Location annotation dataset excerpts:
· · · ·

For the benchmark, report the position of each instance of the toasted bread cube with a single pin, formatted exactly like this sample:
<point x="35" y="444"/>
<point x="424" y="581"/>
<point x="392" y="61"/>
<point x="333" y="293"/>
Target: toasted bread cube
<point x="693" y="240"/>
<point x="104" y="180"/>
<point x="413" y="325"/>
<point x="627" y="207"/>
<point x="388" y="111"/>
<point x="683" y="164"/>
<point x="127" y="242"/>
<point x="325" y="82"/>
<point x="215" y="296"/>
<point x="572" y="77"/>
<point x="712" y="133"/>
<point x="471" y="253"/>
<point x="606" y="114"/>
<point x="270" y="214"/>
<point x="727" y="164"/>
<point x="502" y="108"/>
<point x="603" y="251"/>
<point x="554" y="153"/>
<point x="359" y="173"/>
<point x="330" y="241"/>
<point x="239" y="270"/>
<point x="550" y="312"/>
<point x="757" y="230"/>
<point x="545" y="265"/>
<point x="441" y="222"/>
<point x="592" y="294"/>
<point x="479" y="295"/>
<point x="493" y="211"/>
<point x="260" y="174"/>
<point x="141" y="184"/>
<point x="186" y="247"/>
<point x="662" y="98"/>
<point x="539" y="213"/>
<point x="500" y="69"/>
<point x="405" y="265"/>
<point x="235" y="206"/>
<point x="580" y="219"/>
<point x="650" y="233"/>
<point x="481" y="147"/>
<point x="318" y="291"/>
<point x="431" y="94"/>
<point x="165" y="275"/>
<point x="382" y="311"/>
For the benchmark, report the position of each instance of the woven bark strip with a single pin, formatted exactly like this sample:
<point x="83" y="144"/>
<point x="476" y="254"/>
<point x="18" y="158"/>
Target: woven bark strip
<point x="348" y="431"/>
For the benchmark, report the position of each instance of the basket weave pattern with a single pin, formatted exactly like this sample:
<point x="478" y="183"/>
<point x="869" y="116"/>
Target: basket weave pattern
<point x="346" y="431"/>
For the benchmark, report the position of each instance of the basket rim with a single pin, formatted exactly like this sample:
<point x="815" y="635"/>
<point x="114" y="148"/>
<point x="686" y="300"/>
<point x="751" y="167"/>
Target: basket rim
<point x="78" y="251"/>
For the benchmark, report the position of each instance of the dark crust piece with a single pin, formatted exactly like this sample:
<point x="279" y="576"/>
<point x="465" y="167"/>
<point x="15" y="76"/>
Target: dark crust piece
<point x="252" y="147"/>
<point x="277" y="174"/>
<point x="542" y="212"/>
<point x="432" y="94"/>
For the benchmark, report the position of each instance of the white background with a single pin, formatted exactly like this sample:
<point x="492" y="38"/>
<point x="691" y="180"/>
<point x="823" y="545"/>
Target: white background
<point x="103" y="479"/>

· · · ·

What you will do: Return all of the records above verbatim, keeping every line unchanged.

Correct response:
For the benchmark, report the position of each instance of the toasted bread cube with a single pin, formatted exactly like this sample:
<point x="35" y="444"/>
<point x="424" y="581"/>
<point x="392" y="61"/>
<point x="333" y="293"/>
Target: toasted bread cube
<point x="693" y="240"/>
<point x="104" y="180"/>
<point x="413" y="325"/>
<point x="627" y="207"/>
<point x="388" y="111"/>
<point x="683" y="164"/>
<point x="127" y="242"/>
<point x="325" y="82"/>
<point x="215" y="296"/>
<point x="572" y="77"/>
<point x="712" y="133"/>
<point x="471" y="253"/>
<point x="606" y="114"/>
<point x="270" y="214"/>
<point x="727" y="164"/>
<point x="502" y="108"/>
<point x="603" y="251"/>
<point x="554" y="153"/>
<point x="359" y="173"/>
<point x="330" y="241"/>
<point x="239" y="270"/>
<point x="550" y="312"/>
<point x="757" y="230"/>
<point x="545" y="265"/>
<point x="441" y="222"/>
<point x="592" y="294"/>
<point x="479" y="295"/>
<point x="493" y="211"/>
<point x="260" y="174"/>
<point x="141" y="184"/>
<point x="186" y="247"/>
<point x="662" y="98"/>
<point x="539" y="213"/>
<point x="500" y="69"/>
<point x="405" y="265"/>
<point x="235" y="206"/>
<point x="580" y="219"/>
<point x="650" y="233"/>
<point x="481" y="147"/>
<point x="318" y="291"/>
<point x="431" y="94"/>
<point x="165" y="275"/>
<point x="382" y="311"/>
For the benchmark, report the position of each instance of the woven bark strip with a single pin, formatted exactly like this sample:
<point x="83" y="144"/>
<point x="476" y="254"/>
<point x="18" y="158"/>
Target: woven bark strip
<point x="348" y="431"/>
For the benchmark, report the position of each instance of the basket weave pattern with a single pin, formatted exactly like this sample:
<point x="478" y="183"/>
<point x="869" y="116"/>
Target: basket weave pattern
<point x="346" y="431"/>
For the benchmark, report the position of each instance of the basket rim with a single pin, formatted exactly like this sample:
<point x="815" y="635"/>
<point x="114" y="148"/>
<point x="686" y="300"/>
<point x="751" y="167"/>
Target: basket rim
<point x="78" y="251"/>
For the benchmark, report the position of each instance of the dark crust piece with a single pin, formatted exactly like this sample:
<point x="279" y="576"/>
<point x="465" y="167"/>
<point x="15" y="76"/>
Target: dark crust piece
<point x="252" y="147"/>
<point x="277" y="174"/>
<point x="542" y="212"/>
<point x="432" y="94"/>
For the benchmark, report the position of each instance of the white background with a single pin, formatted exactly like this sample:
<point x="492" y="38"/>
<point x="691" y="180"/>
<point x="823" y="545"/>
Target: white background
<point x="103" y="479"/>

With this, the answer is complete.